● **Exercise task**: Copy the listing word for word, starting at its first line and ending with the line that holds "163], [289, 189]]". Include both of those lines.

Records from a data collection
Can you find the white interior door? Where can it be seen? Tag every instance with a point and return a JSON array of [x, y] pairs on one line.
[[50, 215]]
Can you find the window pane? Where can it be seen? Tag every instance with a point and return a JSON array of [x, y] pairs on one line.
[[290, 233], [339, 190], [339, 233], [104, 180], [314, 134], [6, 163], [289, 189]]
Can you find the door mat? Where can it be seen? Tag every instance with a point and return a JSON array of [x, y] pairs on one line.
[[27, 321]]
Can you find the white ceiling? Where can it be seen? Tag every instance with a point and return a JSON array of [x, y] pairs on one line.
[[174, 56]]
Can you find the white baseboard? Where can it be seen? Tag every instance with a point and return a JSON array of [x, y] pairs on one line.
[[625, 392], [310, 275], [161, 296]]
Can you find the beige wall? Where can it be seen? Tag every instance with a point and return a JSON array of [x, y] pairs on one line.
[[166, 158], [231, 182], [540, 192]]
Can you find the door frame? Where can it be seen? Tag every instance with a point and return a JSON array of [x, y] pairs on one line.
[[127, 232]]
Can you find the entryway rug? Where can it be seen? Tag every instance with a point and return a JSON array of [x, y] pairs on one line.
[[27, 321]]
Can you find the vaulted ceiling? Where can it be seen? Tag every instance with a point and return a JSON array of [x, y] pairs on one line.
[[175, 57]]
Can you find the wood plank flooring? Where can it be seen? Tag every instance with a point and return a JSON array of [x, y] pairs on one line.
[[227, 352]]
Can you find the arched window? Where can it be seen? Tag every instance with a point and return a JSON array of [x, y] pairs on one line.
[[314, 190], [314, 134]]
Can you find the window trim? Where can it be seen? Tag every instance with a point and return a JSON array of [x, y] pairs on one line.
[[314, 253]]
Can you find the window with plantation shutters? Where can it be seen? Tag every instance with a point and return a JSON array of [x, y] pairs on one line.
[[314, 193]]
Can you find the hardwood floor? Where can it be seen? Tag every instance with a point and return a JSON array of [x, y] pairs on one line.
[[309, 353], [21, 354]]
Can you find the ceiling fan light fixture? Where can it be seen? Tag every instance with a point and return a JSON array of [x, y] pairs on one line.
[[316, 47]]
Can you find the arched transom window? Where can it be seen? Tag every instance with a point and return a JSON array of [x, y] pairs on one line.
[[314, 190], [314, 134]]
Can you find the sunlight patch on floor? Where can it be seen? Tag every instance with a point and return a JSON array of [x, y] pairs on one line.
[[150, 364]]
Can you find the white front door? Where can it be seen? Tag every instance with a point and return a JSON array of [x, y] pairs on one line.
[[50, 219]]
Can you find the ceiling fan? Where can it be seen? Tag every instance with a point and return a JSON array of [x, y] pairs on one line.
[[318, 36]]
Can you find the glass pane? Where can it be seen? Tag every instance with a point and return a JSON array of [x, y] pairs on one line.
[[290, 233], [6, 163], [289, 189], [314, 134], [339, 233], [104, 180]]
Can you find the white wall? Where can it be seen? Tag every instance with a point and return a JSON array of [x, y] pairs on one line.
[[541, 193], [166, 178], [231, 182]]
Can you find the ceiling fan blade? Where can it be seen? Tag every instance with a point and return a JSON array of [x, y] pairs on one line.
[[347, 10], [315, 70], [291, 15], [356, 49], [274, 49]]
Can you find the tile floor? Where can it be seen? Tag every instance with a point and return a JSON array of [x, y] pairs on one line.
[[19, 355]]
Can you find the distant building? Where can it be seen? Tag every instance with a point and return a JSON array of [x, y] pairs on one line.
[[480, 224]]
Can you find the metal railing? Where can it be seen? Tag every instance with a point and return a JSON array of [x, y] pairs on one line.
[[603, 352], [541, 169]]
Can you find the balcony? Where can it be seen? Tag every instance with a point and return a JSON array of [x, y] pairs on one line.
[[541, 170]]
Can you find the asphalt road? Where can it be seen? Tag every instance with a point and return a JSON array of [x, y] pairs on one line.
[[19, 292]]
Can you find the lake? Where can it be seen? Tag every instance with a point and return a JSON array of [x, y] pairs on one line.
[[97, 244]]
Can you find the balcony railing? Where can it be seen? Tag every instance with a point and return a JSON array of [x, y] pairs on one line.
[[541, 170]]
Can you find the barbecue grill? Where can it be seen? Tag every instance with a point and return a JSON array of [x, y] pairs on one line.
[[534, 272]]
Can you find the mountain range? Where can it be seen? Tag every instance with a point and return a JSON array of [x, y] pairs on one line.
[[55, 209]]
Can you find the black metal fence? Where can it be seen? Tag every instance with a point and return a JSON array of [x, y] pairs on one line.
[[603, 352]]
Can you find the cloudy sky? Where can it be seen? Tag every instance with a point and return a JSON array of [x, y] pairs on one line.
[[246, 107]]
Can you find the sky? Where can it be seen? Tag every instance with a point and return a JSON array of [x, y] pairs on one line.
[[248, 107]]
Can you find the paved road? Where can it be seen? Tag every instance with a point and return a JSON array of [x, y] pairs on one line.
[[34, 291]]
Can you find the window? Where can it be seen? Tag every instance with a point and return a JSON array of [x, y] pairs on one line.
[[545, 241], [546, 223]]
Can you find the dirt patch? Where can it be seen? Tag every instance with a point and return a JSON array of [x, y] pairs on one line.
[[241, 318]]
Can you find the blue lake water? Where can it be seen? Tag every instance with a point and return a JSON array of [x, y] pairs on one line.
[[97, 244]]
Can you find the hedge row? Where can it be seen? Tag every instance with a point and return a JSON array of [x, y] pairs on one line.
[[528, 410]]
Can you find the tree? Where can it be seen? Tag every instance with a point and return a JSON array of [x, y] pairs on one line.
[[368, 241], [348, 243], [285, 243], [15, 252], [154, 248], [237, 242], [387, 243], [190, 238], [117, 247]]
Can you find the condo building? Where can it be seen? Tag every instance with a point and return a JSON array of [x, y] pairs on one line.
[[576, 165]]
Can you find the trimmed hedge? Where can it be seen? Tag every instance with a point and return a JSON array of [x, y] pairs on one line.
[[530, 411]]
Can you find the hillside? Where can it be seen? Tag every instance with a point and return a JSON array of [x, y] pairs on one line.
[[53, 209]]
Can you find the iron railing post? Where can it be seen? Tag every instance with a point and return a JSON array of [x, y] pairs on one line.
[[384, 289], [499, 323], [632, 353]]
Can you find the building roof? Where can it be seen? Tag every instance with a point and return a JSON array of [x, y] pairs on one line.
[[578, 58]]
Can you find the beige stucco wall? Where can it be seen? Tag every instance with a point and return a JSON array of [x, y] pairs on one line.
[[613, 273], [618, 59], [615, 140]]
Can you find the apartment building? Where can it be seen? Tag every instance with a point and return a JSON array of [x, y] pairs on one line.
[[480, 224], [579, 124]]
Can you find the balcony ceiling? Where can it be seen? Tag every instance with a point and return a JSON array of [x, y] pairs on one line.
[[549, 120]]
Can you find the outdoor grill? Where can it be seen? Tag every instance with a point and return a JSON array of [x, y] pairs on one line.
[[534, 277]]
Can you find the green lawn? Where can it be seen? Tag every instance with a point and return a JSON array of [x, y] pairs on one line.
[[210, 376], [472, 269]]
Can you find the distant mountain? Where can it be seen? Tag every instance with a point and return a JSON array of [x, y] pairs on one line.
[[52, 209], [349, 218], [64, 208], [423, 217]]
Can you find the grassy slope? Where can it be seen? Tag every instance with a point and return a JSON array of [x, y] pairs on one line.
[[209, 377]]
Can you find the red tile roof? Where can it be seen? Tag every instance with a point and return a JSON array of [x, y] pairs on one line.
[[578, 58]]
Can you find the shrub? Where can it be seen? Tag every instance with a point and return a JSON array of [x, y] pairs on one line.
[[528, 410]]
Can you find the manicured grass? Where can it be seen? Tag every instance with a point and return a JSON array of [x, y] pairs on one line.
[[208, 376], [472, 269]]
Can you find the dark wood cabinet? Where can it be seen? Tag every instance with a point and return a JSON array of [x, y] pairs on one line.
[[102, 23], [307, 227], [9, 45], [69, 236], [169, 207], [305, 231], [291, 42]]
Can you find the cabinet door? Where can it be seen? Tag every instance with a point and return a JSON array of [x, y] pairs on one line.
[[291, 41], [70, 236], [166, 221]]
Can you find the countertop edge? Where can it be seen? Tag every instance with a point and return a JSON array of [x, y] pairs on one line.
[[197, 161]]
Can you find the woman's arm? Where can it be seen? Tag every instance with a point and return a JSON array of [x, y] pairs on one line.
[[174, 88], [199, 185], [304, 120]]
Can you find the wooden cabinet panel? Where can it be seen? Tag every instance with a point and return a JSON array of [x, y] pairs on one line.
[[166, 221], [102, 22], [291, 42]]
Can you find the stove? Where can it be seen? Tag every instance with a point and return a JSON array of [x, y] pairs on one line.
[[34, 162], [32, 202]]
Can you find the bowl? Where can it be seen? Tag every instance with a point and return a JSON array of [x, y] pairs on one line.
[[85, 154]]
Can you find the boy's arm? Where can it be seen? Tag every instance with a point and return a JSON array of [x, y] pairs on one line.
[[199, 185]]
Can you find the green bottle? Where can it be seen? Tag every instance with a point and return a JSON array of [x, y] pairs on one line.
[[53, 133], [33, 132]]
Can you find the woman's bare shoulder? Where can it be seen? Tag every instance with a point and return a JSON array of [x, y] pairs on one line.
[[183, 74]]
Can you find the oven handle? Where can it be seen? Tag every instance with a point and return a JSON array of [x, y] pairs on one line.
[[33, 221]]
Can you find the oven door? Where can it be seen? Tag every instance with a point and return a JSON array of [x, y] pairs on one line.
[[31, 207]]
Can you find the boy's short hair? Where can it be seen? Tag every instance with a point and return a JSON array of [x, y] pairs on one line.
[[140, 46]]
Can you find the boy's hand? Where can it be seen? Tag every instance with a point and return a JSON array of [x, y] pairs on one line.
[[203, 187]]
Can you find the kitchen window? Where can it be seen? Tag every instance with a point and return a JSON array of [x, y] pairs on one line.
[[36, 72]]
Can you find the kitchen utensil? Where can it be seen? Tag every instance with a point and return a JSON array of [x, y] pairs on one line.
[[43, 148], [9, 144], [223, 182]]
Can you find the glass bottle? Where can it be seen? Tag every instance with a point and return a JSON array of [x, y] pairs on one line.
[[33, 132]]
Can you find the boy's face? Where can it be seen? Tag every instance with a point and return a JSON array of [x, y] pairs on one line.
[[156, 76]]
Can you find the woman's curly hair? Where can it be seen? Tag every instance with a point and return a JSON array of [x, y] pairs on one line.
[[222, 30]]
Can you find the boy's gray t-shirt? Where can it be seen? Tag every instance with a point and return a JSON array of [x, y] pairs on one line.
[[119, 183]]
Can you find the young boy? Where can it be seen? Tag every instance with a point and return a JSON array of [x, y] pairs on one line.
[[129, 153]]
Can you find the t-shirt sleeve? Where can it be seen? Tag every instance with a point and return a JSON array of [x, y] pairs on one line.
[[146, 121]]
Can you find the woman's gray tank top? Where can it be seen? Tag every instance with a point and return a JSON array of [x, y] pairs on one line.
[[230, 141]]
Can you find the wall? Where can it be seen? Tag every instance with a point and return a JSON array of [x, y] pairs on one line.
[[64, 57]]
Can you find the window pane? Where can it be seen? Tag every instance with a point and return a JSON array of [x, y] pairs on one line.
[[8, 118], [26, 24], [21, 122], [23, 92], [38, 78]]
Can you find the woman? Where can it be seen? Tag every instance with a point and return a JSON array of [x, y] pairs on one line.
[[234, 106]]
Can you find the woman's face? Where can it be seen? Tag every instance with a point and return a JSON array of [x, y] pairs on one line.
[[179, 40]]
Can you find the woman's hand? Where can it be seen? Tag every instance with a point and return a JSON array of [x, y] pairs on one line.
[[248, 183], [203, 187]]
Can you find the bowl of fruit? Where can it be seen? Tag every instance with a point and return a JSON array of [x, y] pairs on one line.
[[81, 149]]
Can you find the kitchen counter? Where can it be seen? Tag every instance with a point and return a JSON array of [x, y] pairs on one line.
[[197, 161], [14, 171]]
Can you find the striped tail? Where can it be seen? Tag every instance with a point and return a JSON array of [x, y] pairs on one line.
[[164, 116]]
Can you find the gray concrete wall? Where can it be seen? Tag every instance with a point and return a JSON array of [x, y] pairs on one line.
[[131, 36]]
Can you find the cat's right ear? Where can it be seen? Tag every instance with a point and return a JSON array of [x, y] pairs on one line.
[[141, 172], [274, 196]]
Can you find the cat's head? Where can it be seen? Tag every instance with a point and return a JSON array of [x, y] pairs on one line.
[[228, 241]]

● **Task solution**:
Can you find the white interior door? Where can it be seen? Tag every instance with a point and return a JSON array of [x, y] pairs on one line.
[[50, 215]]
Can you find the window pane? Where can it be seen? Tag every instance with a point and return a JSON array of [x, y] pairs on one line.
[[290, 233], [339, 190], [339, 233], [104, 180], [314, 134], [6, 163], [289, 189]]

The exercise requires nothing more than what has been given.